• **Directions**
Please return each line of the listing below exactly as written.
%%
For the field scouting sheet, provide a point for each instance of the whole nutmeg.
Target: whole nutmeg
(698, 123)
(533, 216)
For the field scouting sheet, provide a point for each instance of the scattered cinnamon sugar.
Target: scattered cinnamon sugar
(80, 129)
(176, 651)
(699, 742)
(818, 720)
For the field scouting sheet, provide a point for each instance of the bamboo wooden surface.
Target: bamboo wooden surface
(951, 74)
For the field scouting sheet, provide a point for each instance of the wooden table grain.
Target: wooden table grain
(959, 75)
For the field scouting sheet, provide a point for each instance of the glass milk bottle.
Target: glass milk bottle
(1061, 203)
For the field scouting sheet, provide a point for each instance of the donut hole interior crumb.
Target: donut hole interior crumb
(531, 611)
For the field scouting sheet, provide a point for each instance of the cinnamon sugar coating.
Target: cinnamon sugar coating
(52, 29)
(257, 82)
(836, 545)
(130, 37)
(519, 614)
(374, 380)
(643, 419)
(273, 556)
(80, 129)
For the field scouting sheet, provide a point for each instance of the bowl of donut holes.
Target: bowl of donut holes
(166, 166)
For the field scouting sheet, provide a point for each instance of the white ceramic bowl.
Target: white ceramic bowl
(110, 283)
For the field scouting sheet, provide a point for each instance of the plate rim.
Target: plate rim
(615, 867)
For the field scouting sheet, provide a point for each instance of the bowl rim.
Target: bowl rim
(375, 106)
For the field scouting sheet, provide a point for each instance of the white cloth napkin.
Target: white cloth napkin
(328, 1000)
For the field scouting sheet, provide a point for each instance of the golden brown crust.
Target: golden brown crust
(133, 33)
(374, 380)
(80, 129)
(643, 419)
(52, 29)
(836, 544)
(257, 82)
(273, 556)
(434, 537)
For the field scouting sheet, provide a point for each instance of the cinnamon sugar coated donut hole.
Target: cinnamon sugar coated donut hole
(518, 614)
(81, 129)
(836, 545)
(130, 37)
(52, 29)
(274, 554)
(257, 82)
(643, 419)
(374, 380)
%%
• **The completed task**
For the field scouting sheet, provide a point for each instance of the whole nutmeg.
Target: whole nutmeg
(698, 123)
(533, 216)
For the field scouting sheet, provide a point for each instance of the scattered cinnamon sugar.
Target: scattered cinnamon sugar
(80, 129)
(176, 651)
(699, 742)
(818, 720)
For the field scouting sheet, provide a point for each instance of the bamboo wooden surface.
Target: bamboo wooden surface
(951, 74)
For the field scouting sheet, provide a point for each instance of the wooden table grain.
Target: wooden table grain
(959, 75)
For the field scouting sheet, provide a point for each instance of the glass milk bottle.
Target: glass milk bottle
(1061, 203)
For the field scouting sheet, provide a point for each instance of the donut hole interior crumb.
Target: donut hole interior crumb
(531, 611)
For the field scouting sheet, provide a point for each instance of the cinnamon sugar coating.
Target: cinnamon sugar coating
(52, 29)
(257, 82)
(836, 545)
(130, 37)
(519, 614)
(374, 380)
(643, 419)
(273, 556)
(80, 129)
For the field scouting sheet, provide a point for each instance of the bowl of donut holes.
Target: bowl of donut holes
(166, 166)
For the field scouting sheet, provide a point for each instance of the white ceramic bowl.
Target: white ceramic bowl
(110, 283)
For the field scouting sheet, provide a point for each instance of the plate rim.
Target: plate rim
(615, 867)
For the field scouting sheet, provide a point for each instance of the bowl rim.
Target: bowl rim
(375, 106)
For the field scouting sheet, provide a point for each instance of the white cloth napkin.
Target: white cloth napkin
(328, 1000)
For the field scouting sheet, provide a point for each instance of the golden brown crust.
Target: golden brown crust
(133, 33)
(374, 380)
(80, 129)
(643, 419)
(52, 29)
(836, 544)
(257, 82)
(273, 556)
(434, 537)
For the field scouting sheet, provide a point for each instance of the cinnamon sugar coated donut hole.
Target: cinnamon sugar coated donut hole
(518, 614)
(81, 129)
(836, 545)
(130, 37)
(52, 29)
(274, 554)
(257, 82)
(643, 419)
(374, 380)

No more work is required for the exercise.